**Short task**
Render the stretch of the material from the line containing "Can you spot the white lattice" through the line containing "x=113, y=265" as a JSON list of strings, one string per line and no entries for blank lines.

**Stored data**
+-------+
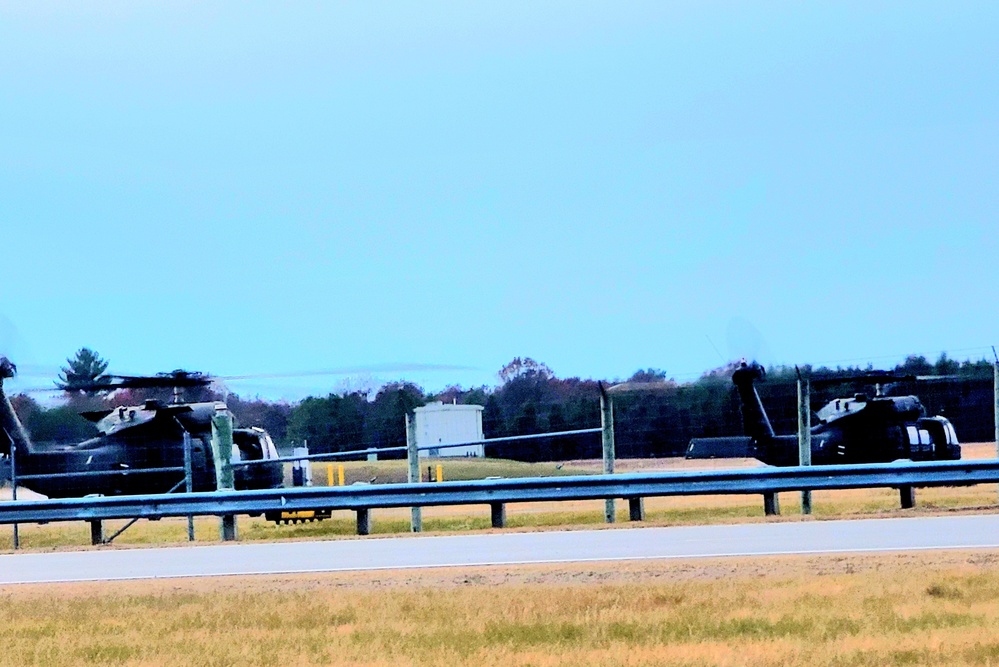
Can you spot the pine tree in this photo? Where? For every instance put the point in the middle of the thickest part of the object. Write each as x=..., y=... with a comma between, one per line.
x=83, y=372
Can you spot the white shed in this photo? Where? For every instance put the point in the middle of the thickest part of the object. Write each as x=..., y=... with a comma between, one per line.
x=441, y=423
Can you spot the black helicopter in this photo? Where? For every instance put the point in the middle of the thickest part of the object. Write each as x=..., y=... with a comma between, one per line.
x=134, y=438
x=858, y=429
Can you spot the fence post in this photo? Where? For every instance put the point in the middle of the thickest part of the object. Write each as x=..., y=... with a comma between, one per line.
x=13, y=487
x=222, y=453
x=188, y=482
x=607, y=438
x=636, y=509
x=805, y=436
x=497, y=514
x=363, y=521
x=771, y=504
x=96, y=532
x=995, y=391
x=413, y=476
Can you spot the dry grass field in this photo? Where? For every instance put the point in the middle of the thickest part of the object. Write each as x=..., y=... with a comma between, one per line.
x=535, y=516
x=887, y=609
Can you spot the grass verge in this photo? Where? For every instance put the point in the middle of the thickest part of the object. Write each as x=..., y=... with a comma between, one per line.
x=889, y=609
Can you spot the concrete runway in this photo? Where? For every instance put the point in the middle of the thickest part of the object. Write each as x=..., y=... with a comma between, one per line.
x=373, y=553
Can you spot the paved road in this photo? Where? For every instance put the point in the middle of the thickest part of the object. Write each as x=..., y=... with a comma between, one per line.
x=507, y=548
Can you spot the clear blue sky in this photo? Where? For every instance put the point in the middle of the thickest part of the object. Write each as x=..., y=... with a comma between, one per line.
x=250, y=188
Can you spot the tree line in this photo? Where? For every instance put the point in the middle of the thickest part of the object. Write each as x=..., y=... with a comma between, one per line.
x=530, y=399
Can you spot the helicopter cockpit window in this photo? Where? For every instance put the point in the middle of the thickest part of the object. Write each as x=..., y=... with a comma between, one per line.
x=246, y=446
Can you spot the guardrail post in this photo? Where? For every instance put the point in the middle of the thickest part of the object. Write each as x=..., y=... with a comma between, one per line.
x=805, y=436
x=96, y=532
x=607, y=438
x=222, y=453
x=363, y=521
x=907, y=495
x=497, y=514
x=771, y=504
x=636, y=509
x=413, y=475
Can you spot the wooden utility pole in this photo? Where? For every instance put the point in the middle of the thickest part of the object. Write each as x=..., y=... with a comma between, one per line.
x=804, y=435
x=413, y=475
x=222, y=453
x=607, y=424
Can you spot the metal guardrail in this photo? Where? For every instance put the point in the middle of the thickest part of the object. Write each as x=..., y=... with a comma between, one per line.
x=425, y=448
x=362, y=498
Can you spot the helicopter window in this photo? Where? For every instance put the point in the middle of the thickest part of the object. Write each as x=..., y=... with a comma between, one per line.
x=246, y=446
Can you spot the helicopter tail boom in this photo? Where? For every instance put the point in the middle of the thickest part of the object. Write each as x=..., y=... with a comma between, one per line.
x=12, y=426
x=754, y=417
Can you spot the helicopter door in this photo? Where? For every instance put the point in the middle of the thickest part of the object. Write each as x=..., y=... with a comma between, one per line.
x=920, y=442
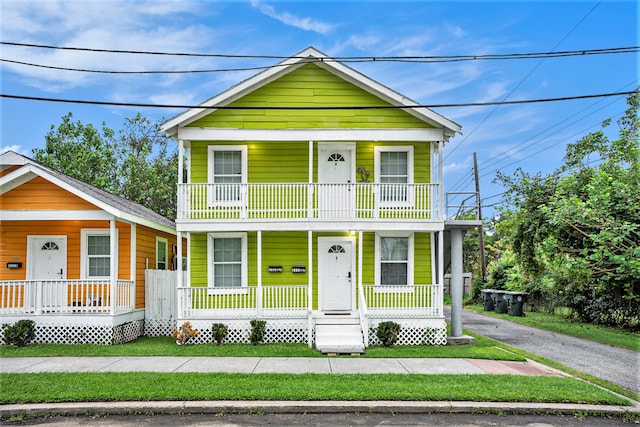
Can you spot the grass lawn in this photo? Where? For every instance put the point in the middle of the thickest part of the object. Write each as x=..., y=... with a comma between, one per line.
x=560, y=324
x=484, y=348
x=145, y=386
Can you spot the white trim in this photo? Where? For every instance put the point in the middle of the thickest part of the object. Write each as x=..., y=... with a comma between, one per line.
x=244, y=282
x=166, y=253
x=31, y=170
x=30, y=273
x=410, y=264
x=410, y=173
x=290, y=64
x=84, y=252
x=244, y=172
x=352, y=240
x=425, y=135
x=44, y=215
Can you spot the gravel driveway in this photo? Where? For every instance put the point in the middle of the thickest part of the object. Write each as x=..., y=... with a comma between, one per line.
x=617, y=365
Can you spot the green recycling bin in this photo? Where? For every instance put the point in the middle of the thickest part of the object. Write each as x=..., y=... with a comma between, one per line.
x=499, y=302
x=487, y=301
x=515, y=303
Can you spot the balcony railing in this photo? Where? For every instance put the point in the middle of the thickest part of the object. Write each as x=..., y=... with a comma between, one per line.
x=66, y=297
x=303, y=201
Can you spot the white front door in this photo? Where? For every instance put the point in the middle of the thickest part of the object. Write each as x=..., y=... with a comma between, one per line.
x=47, y=261
x=335, y=166
x=336, y=278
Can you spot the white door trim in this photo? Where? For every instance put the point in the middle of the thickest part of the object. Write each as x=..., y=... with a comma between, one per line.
x=31, y=254
x=337, y=240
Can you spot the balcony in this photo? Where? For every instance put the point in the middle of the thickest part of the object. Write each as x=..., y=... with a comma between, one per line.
x=296, y=202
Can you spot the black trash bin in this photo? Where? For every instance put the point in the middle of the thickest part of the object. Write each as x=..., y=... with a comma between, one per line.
x=515, y=303
x=499, y=302
x=487, y=300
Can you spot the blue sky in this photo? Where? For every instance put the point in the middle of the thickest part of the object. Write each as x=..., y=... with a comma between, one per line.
x=530, y=136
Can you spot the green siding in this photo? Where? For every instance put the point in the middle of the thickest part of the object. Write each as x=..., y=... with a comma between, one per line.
x=272, y=162
x=310, y=86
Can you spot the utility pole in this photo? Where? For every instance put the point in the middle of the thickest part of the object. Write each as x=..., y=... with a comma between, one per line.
x=483, y=262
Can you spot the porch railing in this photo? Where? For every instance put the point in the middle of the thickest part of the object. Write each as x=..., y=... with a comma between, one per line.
x=304, y=201
x=406, y=301
x=66, y=297
x=246, y=302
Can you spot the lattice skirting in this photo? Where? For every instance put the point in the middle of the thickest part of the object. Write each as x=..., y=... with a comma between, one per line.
x=74, y=333
x=159, y=327
x=413, y=332
x=278, y=330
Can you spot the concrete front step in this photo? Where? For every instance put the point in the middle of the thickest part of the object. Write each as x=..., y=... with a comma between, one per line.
x=339, y=338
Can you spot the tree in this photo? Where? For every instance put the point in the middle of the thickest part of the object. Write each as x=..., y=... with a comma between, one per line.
x=136, y=163
x=576, y=232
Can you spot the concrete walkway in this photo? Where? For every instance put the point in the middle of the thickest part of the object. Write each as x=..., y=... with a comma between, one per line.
x=289, y=365
x=617, y=365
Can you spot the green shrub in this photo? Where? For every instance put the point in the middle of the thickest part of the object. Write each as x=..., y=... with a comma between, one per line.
x=387, y=333
x=258, y=330
x=219, y=332
x=20, y=334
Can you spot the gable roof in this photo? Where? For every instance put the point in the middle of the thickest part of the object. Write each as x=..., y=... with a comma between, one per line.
x=119, y=207
x=306, y=56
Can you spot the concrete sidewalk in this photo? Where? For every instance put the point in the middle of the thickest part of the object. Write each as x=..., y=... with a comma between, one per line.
x=290, y=365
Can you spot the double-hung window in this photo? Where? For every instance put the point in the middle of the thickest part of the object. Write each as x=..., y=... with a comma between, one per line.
x=228, y=170
x=394, y=170
x=394, y=260
x=96, y=254
x=162, y=253
x=227, y=262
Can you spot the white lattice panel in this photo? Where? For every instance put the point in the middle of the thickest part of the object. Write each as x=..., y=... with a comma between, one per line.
x=280, y=330
x=73, y=333
x=159, y=327
x=413, y=332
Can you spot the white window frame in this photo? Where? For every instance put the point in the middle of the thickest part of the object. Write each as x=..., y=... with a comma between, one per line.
x=166, y=253
x=379, y=287
x=243, y=149
x=377, y=150
x=84, y=252
x=244, y=283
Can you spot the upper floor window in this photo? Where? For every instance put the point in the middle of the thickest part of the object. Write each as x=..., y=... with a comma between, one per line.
x=394, y=165
x=162, y=253
x=227, y=166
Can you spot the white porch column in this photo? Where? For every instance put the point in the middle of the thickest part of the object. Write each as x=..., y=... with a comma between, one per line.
x=259, y=274
x=456, y=282
x=310, y=288
x=133, y=269
x=113, y=265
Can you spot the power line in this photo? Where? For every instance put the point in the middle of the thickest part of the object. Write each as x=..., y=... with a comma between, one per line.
x=521, y=82
x=414, y=58
x=335, y=107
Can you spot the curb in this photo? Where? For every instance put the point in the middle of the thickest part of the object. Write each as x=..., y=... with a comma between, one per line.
x=297, y=407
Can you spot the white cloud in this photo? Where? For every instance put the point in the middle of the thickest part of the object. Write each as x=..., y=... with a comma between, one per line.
x=15, y=148
x=307, y=24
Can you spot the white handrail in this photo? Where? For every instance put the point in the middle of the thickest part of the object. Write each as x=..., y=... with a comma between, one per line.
x=304, y=201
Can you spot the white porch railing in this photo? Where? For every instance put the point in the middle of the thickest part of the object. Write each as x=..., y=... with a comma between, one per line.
x=405, y=301
x=66, y=296
x=248, y=302
x=300, y=201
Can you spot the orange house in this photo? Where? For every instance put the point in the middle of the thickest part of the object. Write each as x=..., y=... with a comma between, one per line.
x=73, y=257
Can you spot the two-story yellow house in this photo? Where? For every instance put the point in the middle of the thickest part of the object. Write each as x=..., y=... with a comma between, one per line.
x=313, y=200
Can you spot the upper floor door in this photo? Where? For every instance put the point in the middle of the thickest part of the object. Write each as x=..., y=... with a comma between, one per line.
x=336, y=170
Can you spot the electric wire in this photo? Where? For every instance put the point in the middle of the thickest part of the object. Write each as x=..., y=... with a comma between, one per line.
x=315, y=107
+-------+
**Reply**
[
  "Can you spot the white lattice panel in this photo? Where? For every instance put the point in the middle of the thickest part of the object. Write each as x=..., y=... with a comma between, one per line.",
  "x=280, y=330",
  "x=73, y=333",
  "x=159, y=327",
  "x=413, y=332",
  "Can you spot the white window frame in this photo? Where? For every instance put the point in the middle of the thickest part of the object. Write each as x=..., y=... with a comma between, one per line.",
  "x=166, y=253",
  "x=379, y=287",
  "x=243, y=149",
  "x=377, y=150",
  "x=84, y=252",
  "x=244, y=283",
  "Can you spot the upper floor window in this photo? Where? For every instance put the point in the middle of the thickest part of the object. Write each as x=..., y=... with a comma between, one per line.",
  "x=394, y=165",
  "x=162, y=253",
  "x=227, y=166",
  "Can you spot the white porch column in this photo? Where? For every instance put the point in the middle of the thickest part of the object. Write each as x=..., y=... with a comma between, one per line.",
  "x=259, y=274",
  "x=456, y=282",
  "x=310, y=288",
  "x=133, y=269",
  "x=113, y=265"
]